### WHAT YOU HAVE TO DO
Please copy the material below line for line with no changes, and leave out the pictures.

§

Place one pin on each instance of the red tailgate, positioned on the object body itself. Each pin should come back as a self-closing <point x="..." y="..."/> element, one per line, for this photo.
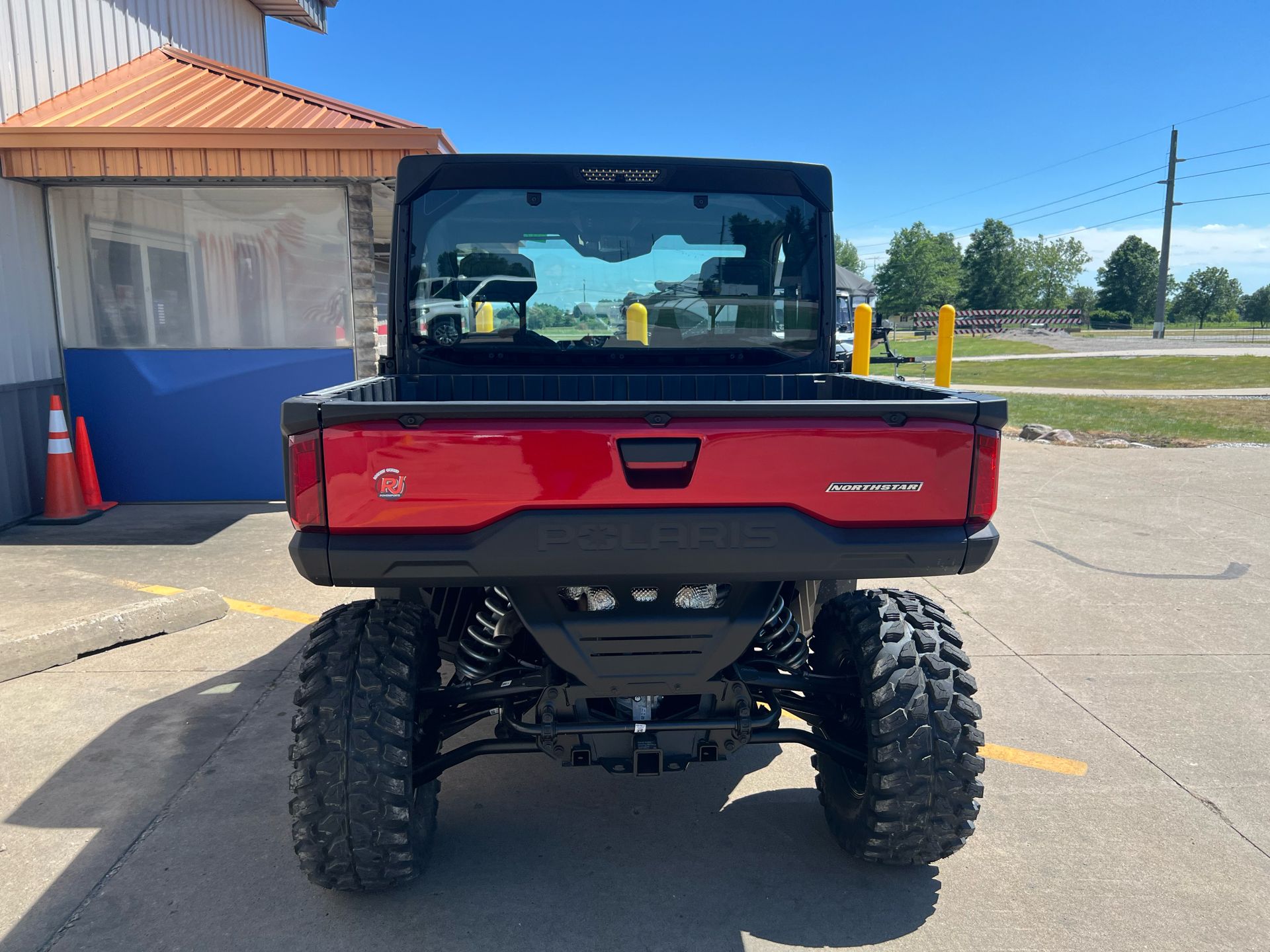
<point x="460" y="475"/>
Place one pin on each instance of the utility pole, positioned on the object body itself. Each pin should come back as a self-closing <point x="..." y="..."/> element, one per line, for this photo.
<point x="1162" y="288"/>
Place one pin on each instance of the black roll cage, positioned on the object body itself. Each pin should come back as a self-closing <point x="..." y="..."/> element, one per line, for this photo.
<point x="419" y="175"/>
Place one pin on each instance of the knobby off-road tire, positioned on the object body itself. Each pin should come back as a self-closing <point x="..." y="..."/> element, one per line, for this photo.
<point x="915" y="800"/>
<point x="359" y="820"/>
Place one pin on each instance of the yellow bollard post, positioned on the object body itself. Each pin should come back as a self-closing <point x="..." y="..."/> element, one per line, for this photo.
<point x="944" y="347"/>
<point x="486" y="319"/>
<point x="636" y="323"/>
<point x="863" y="343"/>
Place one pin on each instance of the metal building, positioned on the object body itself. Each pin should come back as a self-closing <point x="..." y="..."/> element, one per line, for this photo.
<point x="183" y="240"/>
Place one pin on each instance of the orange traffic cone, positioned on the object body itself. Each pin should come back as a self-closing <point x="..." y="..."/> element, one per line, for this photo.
<point x="88" y="469"/>
<point x="64" y="500"/>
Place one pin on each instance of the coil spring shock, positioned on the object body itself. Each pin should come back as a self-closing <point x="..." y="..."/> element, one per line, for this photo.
<point x="780" y="639"/>
<point x="483" y="645"/>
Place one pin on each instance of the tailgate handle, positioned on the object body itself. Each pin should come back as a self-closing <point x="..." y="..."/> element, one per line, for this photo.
<point x="658" y="462"/>
<point x="661" y="452"/>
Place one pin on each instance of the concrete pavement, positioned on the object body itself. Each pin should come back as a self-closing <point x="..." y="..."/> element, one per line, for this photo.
<point x="1245" y="350"/>
<point x="1121" y="623"/>
<point x="1099" y="391"/>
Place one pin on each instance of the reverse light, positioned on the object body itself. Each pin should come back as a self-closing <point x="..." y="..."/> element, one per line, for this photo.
<point x="987" y="474"/>
<point x="306" y="503"/>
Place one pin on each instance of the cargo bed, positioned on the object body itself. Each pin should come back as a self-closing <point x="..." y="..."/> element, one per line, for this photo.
<point x="635" y="475"/>
<point x="614" y="395"/>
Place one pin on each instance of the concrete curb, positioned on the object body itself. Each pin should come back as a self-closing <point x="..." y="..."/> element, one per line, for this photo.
<point x="136" y="621"/>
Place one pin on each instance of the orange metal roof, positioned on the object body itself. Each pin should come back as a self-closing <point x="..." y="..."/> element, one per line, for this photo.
<point x="179" y="103"/>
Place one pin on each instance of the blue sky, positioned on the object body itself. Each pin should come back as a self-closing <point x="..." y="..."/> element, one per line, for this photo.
<point x="911" y="104"/>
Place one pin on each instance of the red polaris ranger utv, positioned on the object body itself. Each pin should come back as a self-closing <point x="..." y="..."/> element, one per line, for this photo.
<point x="636" y="542"/>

§

### CORRECT ANSWER
Place one pin on each instance of the red tailgate, positioned on the object body itself. Each pin should come back as a self-closing <point x="..." y="..."/> element, one per line, for this photo.
<point x="460" y="475"/>
Place one pin on each instance of the utility pole, positioned on the object body itself. Each pin should come back as a self-closing <point x="..." y="..."/> element, one per line, for this photo.
<point x="1162" y="288"/>
Place one pin on each instance of the black roll cage, positioned on the object body itself. Each pin should come back as a self-closing <point x="..." y="..."/> element, one per line, for this photo.
<point x="419" y="175"/>
Place one pin on each instance of the knobby off-road tire, positioned on the object body itself. Each pin should come back as a self-closing <point x="..." y="..."/> element, one per line, for this photo.
<point x="915" y="800"/>
<point x="359" y="820"/>
Place one pin on each instance of the yellow bollard post, positioned on the object body itself. Each pin should come back as a self-closing <point x="..." y="..."/> element, one per line, for this photo.
<point x="944" y="347"/>
<point x="486" y="319"/>
<point x="636" y="323"/>
<point x="863" y="343"/>
Place one pin on each instance of the metal building, positioned on the object body itself. Each pin should come back as a self-closing <point x="..." y="..."/> element, one per line, for this photo.
<point x="183" y="240"/>
Place one pin on each instance of the orange traffic cone, positioned on the object body itself. Each pin should come back as a self-closing <point x="..." y="..."/> element, one per line, for this photo.
<point x="88" y="469"/>
<point x="64" y="500"/>
Place one pin on each instance of the coil spring shock, positioned on the object body itself. Each pin should come back as a self-closing <point x="..." y="..."/> element, one per line, for this photo.
<point x="780" y="639"/>
<point x="483" y="645"/>
Place one pin on each instance of the tailgate handle, positioned on the object body itself. Each pin should come back as a self-closing <point x="..." y="..."/> element, one per line, for this photo.
<point x="658" y="462"/>
<point x="661" y="452"/>
Place one pin on each instance of the concrete pavement, positioned on the object body itself. Each pin should come back as a self-closing <point x="..." y="..."/> element, one per line, for this photo.
<point x="1245" y="350"/>
<point x="1121" y="623"/>
<point x="1099" y="391"/>
Place one pin on each instance of the reverse light, positioned on the object body itself. Each pin should come back as a self-closing <point x="..." y="..."/> element, one per line, for this photo.
<point x="987" y="474"/>
<point x="306" y="503"/>
Place one pin on each instance of the cargo bed, positioned on the object body itself. Each pin should come back as a self-closing <point x="..." y="..."/> element, one per line, for this photo.
<point x="635" y="475"/>
<point x="614" y="395"/>
Place one pin on each instance of the concrete curb, positioned on the object body itself. Each pin should come back as a self-closing <point x="..." y="..."/> element, one per line, for this photo.
<point x="136" y="621"/>
Place one pin on each instance of the orange metal roof, positioned on the object body itself. Each pin should come back as a self-closing <point x="..." y="..."/> element, one per line, for this photo.
<point x="179" y="103"/>
Place one pin on each instance of the blue sky, positioned on the object body itself. Each pin should come back as a self-closing <point x="..." y="..."/> element, one per line, for this photo.
<point x="911" y="104"/>
Place one pin on each instance of the red polaris ranger utv, positioned on the object body itself. Each pin should come back as a self-closing <point x="..." y="..."/> element, one per line, for this photo.
<point x="636" y="542"/>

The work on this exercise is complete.